Lay out the lines of the data below as a Markdown table with the columns Row and Text, one numbered row per line and blank lines omitted. Include only the lines from the one containing "Segment the framed" through the last line of the data.

start Given data

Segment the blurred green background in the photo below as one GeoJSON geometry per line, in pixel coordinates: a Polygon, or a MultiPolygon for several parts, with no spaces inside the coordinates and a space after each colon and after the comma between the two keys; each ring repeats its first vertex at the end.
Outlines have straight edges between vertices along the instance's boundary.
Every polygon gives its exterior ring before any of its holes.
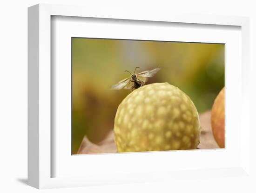
{"type": "Polygon", "coordinates": [[[102,140],[130,90],[111,86],[136,71],[160,67],[146,84],[168,82],[185,92],[199,113],[211,109],[224,85],[224,45],[72,38],[73,154],[82,138],[102,140]]]}

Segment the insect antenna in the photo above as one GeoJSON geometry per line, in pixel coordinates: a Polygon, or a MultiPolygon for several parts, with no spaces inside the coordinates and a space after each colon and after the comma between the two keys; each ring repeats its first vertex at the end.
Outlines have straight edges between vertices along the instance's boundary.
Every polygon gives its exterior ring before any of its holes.
{"type": "Polygon", "coordinates": [[[130,74],[131,74],[132,75],[133,75],[131,72],[130,72],[129,71],[125,71],[125,72],[129,72],[130,74]]]}
{"type": "Polygon", "coordinates": [[[140,68],[140,67],[136,67],[136,68],[135,68],[135,70],[134,70],[134,74],[135,74],[135,71],[136,71],[136,69],[137,69],[138,68],[140,68]]]}

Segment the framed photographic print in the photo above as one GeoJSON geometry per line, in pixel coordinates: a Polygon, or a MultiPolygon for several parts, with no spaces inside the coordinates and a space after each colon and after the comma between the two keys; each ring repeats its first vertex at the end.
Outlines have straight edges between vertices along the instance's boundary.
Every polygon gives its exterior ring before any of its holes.
{"type": "Polygon", "coordinates": [[[28,8],[29,185],[247,176],[248,18],[112,11],[28,8]]]}

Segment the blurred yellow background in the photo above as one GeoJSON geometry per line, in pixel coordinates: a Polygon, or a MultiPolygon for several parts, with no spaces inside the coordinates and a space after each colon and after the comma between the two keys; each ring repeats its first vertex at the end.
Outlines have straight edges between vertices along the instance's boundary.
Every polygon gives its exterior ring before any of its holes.
{"type": "Polygon", "coordinates": [[[224,85],[224,45],[73,38],[73,154],[84,135],[97,143],[114,126],[130,90],[111,86],[130,75],[161,68],[146,84],[168,82],[185,92],[199,113],[211,109],[224,85]]]}

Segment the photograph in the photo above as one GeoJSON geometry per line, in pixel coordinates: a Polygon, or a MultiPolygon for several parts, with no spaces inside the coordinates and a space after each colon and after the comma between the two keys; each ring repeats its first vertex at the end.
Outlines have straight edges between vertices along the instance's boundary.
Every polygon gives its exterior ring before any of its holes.
{"type": "Polygon", "coordinates": [[[72,154],[225,148],[225,44],[71,43],[72,154]]]}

end Given data

Exercise solution:
| Row | Text |
|---|---|
| 1 | Segment the framed photographic print in the photo above as one GeoJSON geometry per line, in pixel coordinates: a Polygon, or a MultiPolygon for several parts, with no spaces inside the coordinates and a space after each colon and after the comma between the two keys; each ring repeats its first vertex at the end. |
| 2 | Outlines have straight edges between vertices along the instance's boundary. |
| 3 | Every polygon gives its exterior ring before any of its holes. |
| 4 | {"type": "Polygon", "coordinates": [[[28,8],[29,185],[247,176],[248,18],[112,11],[28,8]]]} |
| 5 | Segment the blurred yellow background in the photo above as one GeoJSON geometry per line, in pixel coordinates: a Polygon, or a MultiPolygon for several parts, with no spaces inside the coordinates and a space after each colon and after the comma between the two keys; each ring repeats its first vertex at the end. |
| 6 | Outlines have straight edges between vertices along the instance's boundary. |
| 7 | Every polygon gives its exterior ring before any of its holes. |
| 8 | {"type": "Polygon", "coordinates": [[[224,85],[224,45],[73,38],[73,154],[84,135],[97,143],[114,126],[130,90],[111,86],[130,75],[161,68],[146,84],[168,82],[185,92],[199,113],[211,109],[224,85]]]} |
| 9 | Segment the photograph in the photo above as one GeoJSON geometry per line, in pixel coordinates: a Polygon, or a MultiPolygon for several parts, with no spaces inside the coordinates and a space after each colon and after the comma between the two keys; each ring repeats its first vertex at the end. |
| 10 | Outlines have straight edges between vertices along the instance's boundary. |
| 11 | Every polygon gives its exterior ring before any of its holes. |
| 12 | {"type": "Polygon", "coordinates": [[[72,154],[225,148],[225,44],[71,43],[72,154]]]} |